◆ **Written task**:
Everything from the line containing "Reviewer note: every instance of the nose" down to the last line of the entries below must be transcribed exactly, and nothing else.
++++++++
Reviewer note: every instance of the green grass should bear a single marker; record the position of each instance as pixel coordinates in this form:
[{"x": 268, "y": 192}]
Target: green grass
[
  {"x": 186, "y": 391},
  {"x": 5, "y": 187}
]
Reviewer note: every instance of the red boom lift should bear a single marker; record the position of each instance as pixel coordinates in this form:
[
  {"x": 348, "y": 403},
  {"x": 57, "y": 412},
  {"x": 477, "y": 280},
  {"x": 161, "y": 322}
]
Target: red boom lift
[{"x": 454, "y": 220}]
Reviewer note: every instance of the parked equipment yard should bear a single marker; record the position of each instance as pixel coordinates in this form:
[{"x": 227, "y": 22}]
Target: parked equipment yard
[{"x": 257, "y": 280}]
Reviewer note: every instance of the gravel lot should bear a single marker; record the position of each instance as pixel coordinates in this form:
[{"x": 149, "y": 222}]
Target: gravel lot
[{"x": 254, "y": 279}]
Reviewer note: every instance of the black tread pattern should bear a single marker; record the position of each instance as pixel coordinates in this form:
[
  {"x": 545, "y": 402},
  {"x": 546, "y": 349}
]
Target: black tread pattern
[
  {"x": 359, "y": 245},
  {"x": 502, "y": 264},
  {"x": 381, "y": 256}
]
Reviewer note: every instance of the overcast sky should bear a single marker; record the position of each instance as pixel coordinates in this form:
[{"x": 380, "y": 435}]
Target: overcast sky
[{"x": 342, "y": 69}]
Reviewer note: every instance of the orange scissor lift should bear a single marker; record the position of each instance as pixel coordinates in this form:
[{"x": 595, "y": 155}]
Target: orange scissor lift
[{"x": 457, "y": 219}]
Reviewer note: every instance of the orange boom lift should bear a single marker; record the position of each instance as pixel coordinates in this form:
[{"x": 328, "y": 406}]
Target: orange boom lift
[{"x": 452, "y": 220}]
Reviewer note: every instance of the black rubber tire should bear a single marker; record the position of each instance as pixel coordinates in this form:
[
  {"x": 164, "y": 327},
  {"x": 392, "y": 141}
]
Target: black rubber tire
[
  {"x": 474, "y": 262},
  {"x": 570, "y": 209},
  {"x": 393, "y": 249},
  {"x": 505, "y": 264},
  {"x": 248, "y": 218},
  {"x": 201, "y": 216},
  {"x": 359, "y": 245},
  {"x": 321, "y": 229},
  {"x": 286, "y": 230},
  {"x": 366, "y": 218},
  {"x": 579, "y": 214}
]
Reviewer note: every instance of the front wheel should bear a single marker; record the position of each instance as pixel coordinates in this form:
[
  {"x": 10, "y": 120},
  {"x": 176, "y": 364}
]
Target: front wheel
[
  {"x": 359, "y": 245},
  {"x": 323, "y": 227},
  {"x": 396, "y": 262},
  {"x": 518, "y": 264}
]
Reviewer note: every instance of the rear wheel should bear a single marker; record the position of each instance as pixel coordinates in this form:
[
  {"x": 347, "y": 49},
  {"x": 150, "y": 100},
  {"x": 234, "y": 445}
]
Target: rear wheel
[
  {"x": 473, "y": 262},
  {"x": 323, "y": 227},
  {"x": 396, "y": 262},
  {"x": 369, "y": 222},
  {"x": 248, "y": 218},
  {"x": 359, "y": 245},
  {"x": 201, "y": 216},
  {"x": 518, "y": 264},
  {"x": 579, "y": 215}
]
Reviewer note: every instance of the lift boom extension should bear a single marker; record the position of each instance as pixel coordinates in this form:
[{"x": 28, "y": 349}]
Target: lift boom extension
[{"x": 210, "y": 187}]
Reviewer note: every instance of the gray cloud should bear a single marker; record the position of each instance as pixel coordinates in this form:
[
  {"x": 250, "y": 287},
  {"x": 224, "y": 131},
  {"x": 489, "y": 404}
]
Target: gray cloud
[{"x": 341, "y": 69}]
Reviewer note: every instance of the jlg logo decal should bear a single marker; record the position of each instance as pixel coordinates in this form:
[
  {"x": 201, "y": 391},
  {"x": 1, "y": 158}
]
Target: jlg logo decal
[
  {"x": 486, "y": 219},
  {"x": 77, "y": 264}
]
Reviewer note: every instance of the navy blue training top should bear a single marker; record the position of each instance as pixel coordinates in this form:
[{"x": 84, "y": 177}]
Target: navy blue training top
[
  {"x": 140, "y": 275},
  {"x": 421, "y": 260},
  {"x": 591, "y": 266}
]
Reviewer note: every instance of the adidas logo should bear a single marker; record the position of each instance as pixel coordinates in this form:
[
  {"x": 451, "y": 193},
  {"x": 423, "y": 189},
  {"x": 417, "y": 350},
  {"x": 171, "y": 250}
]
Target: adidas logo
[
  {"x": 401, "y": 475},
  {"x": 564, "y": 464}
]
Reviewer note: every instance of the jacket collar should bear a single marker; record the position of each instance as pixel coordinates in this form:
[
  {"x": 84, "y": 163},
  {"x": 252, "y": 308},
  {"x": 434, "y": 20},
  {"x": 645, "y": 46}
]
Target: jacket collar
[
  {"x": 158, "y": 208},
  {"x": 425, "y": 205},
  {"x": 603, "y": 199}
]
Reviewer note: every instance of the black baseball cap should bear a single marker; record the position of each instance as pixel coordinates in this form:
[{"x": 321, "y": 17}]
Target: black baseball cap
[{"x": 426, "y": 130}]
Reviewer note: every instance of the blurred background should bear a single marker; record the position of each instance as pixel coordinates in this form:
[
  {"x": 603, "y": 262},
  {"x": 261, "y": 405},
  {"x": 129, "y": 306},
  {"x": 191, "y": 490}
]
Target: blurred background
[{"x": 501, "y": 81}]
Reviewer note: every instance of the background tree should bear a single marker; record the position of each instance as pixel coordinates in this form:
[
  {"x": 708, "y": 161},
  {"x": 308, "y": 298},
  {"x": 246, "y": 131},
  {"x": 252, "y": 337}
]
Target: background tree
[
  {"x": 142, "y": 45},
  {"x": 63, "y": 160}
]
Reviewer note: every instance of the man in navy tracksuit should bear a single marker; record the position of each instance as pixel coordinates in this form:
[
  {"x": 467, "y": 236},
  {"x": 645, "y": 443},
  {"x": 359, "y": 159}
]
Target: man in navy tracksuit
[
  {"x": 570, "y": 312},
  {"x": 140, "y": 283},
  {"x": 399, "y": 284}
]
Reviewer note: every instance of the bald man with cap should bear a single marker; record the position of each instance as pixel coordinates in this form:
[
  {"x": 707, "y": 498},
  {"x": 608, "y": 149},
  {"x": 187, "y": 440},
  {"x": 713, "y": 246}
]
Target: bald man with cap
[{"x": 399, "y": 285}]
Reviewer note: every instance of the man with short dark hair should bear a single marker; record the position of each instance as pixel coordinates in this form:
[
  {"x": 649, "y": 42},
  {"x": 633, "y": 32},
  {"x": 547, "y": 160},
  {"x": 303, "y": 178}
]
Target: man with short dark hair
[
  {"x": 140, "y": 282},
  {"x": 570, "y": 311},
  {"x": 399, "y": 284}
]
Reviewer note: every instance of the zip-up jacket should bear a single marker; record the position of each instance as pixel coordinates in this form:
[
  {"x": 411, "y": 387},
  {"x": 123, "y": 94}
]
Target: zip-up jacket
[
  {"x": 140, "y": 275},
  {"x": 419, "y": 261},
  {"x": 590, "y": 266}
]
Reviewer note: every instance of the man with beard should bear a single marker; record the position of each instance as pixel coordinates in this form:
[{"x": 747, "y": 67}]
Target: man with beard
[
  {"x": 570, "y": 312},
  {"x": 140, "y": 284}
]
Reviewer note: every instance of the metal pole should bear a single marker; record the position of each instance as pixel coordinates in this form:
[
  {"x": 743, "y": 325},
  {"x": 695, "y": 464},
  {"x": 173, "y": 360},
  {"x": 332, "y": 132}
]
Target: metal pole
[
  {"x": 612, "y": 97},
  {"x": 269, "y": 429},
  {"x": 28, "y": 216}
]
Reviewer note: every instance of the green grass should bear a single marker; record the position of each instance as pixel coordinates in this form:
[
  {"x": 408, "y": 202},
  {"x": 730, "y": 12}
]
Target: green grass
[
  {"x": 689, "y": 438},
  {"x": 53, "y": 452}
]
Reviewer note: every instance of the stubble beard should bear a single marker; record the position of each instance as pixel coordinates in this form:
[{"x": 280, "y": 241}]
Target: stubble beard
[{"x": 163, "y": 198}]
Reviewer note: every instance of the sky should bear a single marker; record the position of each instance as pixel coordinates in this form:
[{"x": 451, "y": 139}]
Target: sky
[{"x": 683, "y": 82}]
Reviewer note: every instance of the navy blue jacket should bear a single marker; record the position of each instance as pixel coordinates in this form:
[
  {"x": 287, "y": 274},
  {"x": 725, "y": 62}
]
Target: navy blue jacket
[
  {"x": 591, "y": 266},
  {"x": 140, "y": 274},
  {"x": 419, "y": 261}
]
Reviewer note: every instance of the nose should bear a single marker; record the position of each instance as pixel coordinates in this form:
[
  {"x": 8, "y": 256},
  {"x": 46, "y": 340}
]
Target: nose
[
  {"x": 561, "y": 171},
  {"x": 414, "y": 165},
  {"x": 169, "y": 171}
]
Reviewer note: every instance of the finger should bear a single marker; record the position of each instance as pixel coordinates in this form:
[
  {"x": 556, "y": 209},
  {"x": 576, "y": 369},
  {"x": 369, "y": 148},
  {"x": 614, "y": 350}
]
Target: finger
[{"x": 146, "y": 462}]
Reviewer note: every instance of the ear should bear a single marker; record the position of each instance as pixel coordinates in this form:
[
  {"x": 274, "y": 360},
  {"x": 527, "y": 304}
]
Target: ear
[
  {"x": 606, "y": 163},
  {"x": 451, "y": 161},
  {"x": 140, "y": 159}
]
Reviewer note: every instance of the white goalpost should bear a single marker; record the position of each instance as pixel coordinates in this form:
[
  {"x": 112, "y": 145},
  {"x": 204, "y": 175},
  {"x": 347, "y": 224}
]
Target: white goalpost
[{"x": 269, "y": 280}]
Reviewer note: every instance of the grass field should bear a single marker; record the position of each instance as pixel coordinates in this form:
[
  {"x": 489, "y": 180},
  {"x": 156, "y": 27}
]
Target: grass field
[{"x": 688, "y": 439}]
++++++++
◆ **Response to this exercise**:
Reviewer note: every instance of the nose should bear a single marker; record the position of each instance as pixel coordinates in this form:
[
  {"x": 8, "y": 256},
  {"x": 46, "y": 340}
]
Target: nose
[
  {"x": 561, "y": 171},
  {"x": 414, "y": 165},
  {"x": 169, "y": 171}
]
Reviewer note: every instance of the finger should bear a single marker; record the position of each instance as pixel coordinates in this form:
[
  {"x": 556, "y": 209},
  {"x": 576, "y": 369},
  {"x": 369, "y": 148},
  {"x": 614, "y": 350}
]
Target: finger
[{"x": 146, "y": 462}]
Reviewer note: every instance of the ear should bear a single marker; record the position of each instance as pixel coordinates in this form:
[
  {"x": 274, "y": 360},
  {"x": 527, "y": 304}
]
Target: ear
[
  {"x": 606, "y": 163},
  {"x": 451, "y": 161},
  {"x": 140, "y": 159}
]
Reviewer note: every instance of the white goalpost should bear a single marker; record the position of each instance as pixel coordinates in this form:
[
  {"x": 112, "y": 145},
  {"x": 204, "y": 175},
  {"x": 347, "y": 224}
]
Target: white goalpost
[{"x": 269, "y": 280}]
Reviewer note: every instance of the grass field should bear a single marker; record the position of each instance as pixel coordinates in this form:
[
  {"x": 489, "y": 180},
  {"x": 156, "y": 27}
]
Target: grass field
[{"x": 688, "y": 439}]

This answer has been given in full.